» **PROVIDED TEXT**

**********

These are two distinctly separate comm cycles. The only thing that connects them and make them into one auditing comm cycle is, that the auditor with his comm cycle on purpose restimulates something in the pc's Bank which then is discharged by the pc communicating to the auditor. If the pc does not answer the question he will not get rid of the restimulation. This is the game being played in the session and in the auditing comm cycle. In it's simplicity that is the whole game.

If the auditor wasn't willing to cause this calculated restimulation no auditing would take place. If the pc doesn't answer, or only partly answers, it would be equally fatal to the activity. But there are other comm cycles at work:

(3) Auditor also has to observe pc. This is pc at cause. There are these small silent cycles that are vital to a smooth session. By this method auditor has to determine this question, "Has the pc finished answering?" The auditor has to perceive and observe that before he acknowledges. Otherwise he is cutting the pc's communication and leaving pc stuck with charge that was never communicated or allowed to discharge on the main comm line 'pc to auditor'.

(4) Having perceived that, an additional comm cycle takes place: Auditors acknowledgement. He says "Good", "Thank You", etc. to acknowledge the pc's answer.

(5) A similar observation to (3) (cause-distance-effect) with pc at cause is, "Did the pc receive the acknowledgement?" You have to watch this one. The ack is supposed to finish the cycle as you learned on TR-2. You need to be able to observe that this actually happens.

(6) Another such little cycle [belonging to (1)] is, "Is the pc ready to receive the auditing command?" Again this is a little silent cause-distance-effect with pc at cause and the auditor simply doing a quick observation at effect.

**********

» **WHAT THIS TASK INVOLVES**
Reproduce the part of the passage on auditing comm cycles starting with "If the auditor" and going on through "line 'pc to auditor'.". The items that follow were taken from a different source than the passage on auditing comm cycles.

**********

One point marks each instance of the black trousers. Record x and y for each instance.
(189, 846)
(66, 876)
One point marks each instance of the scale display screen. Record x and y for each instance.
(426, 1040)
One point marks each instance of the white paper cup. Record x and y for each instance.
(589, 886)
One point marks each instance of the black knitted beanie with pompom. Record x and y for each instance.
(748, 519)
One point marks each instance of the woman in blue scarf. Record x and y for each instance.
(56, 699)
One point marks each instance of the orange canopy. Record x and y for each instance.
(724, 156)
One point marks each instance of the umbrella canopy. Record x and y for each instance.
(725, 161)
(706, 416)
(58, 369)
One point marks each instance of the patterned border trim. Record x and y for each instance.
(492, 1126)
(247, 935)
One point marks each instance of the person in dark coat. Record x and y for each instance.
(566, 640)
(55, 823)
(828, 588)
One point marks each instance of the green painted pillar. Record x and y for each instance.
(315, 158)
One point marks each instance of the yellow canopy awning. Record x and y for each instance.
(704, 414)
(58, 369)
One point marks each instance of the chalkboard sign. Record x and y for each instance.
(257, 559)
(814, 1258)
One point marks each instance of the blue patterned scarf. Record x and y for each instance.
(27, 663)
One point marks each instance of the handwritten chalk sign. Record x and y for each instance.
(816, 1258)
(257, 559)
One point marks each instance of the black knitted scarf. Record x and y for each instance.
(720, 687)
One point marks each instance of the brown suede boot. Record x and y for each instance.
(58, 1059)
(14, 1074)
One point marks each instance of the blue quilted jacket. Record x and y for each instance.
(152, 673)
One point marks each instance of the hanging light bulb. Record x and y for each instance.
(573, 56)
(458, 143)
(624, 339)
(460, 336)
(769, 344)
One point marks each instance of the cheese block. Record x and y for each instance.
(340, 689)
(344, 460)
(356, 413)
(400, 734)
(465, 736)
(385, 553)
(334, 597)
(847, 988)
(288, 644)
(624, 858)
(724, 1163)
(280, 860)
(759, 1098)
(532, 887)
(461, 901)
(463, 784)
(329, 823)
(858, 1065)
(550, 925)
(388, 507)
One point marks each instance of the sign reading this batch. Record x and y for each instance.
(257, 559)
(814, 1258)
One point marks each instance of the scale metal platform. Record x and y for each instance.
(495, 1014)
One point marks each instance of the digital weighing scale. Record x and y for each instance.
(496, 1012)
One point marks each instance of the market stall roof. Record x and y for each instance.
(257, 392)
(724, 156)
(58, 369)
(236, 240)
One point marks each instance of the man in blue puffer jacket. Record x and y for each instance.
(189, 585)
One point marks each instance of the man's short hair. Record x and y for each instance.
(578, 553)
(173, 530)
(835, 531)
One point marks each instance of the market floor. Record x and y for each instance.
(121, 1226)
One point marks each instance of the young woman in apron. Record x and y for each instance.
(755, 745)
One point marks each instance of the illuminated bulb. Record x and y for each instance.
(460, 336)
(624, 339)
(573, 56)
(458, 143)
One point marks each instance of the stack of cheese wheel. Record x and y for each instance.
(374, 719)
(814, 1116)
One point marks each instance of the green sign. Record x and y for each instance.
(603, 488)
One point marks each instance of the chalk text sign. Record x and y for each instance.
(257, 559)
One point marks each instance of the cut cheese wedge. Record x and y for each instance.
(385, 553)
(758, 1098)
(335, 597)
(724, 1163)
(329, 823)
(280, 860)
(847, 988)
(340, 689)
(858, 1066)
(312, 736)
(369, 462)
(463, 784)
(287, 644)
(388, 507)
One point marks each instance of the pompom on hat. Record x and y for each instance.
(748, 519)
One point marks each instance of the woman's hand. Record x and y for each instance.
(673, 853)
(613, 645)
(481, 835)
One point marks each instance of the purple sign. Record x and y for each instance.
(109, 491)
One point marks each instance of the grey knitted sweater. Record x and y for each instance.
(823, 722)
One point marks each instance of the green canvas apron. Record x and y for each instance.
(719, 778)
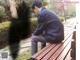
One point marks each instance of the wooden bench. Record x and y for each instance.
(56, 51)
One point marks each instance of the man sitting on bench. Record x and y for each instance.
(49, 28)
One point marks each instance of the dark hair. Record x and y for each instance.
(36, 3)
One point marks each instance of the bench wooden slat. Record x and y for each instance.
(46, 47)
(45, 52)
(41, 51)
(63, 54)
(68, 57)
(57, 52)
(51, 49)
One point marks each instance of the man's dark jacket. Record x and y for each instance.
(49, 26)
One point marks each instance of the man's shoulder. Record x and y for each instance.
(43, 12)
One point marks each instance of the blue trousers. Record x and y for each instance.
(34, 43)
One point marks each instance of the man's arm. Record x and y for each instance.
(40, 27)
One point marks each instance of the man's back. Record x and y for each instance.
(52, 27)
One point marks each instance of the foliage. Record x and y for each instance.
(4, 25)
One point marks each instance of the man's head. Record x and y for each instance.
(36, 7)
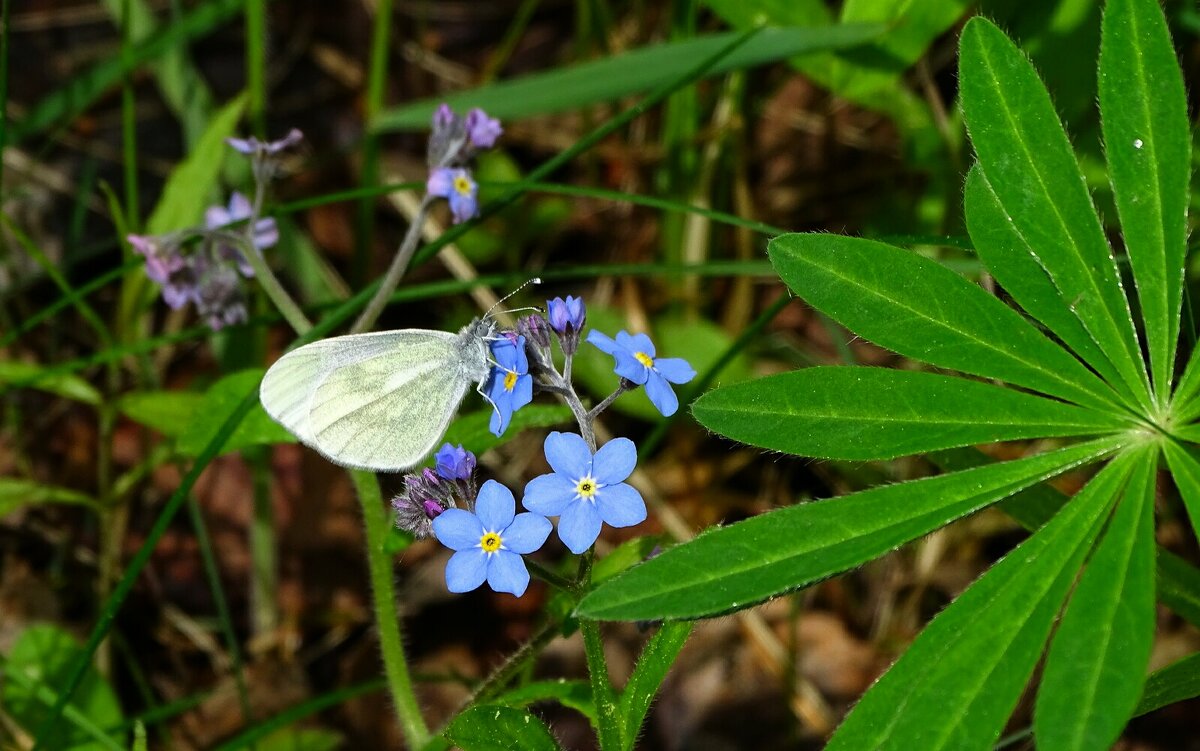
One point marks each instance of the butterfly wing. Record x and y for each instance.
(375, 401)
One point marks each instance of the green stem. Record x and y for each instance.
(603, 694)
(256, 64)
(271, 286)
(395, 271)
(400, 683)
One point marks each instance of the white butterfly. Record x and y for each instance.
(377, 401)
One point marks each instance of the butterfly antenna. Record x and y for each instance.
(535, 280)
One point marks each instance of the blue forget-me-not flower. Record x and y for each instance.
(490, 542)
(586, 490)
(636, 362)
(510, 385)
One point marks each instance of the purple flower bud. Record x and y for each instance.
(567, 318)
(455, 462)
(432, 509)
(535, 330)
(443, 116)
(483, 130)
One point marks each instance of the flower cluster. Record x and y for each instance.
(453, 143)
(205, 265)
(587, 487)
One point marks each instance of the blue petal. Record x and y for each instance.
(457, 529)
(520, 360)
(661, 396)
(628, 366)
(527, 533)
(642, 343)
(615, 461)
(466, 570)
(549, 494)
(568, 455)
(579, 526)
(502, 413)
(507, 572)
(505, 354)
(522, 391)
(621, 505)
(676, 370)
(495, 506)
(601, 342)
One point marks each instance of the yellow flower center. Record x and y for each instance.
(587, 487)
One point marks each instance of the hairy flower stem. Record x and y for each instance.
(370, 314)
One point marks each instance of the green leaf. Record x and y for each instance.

**********

» **TASK RESPONSE**
If the auditor wasn't willing to cause this calculated restimulation no auditing would take place. If the pc doesn't answer, or only partly answers, it would be equally fatal to the activity. But there are other comm cycles at work:

(3) Auditor also has to observe pc. This is pc at cause. There are these small silent cycles that are vital to a smooth session. By this method auditor has to determine this question, "Has the pc finished answering?" The auditor has to perceive and observe that before he acknowledges. Otherwise he is cutting the pc's communication and leaving pc stuck with charge that was never communicated or allowed to discharge on the main comm line 'pc to auditor'.